- _RECORDS TO PROCESS_:

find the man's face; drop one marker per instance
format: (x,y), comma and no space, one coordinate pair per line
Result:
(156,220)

---

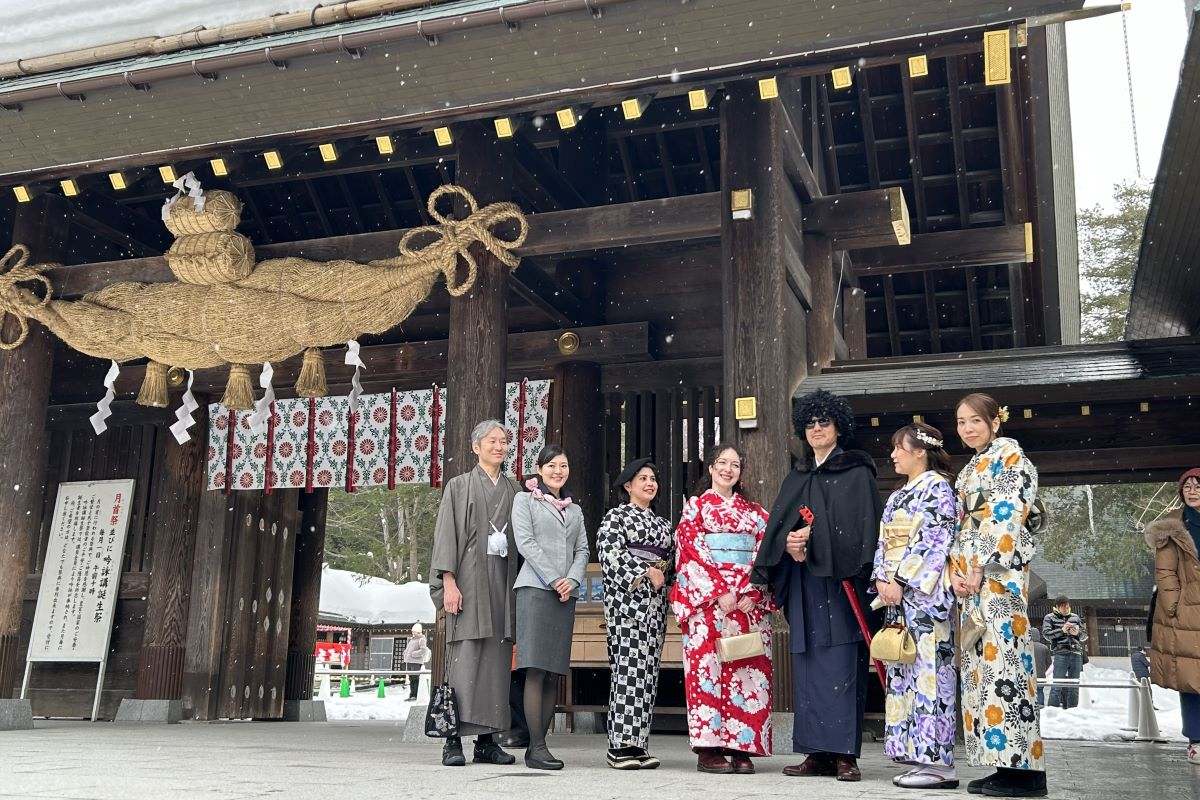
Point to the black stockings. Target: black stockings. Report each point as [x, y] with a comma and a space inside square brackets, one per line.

- _EXERCISE OBJECTIVE_: List each line above that contains the word "space", copying those lines in full.

- _TASK OUTPUT_:
format: (x,y), comma and no space, one coordinate pair per line
Point to the black stockings. Target: black stockings. Report each point as [x, y] with a comma and a space inside square brackets, one per line.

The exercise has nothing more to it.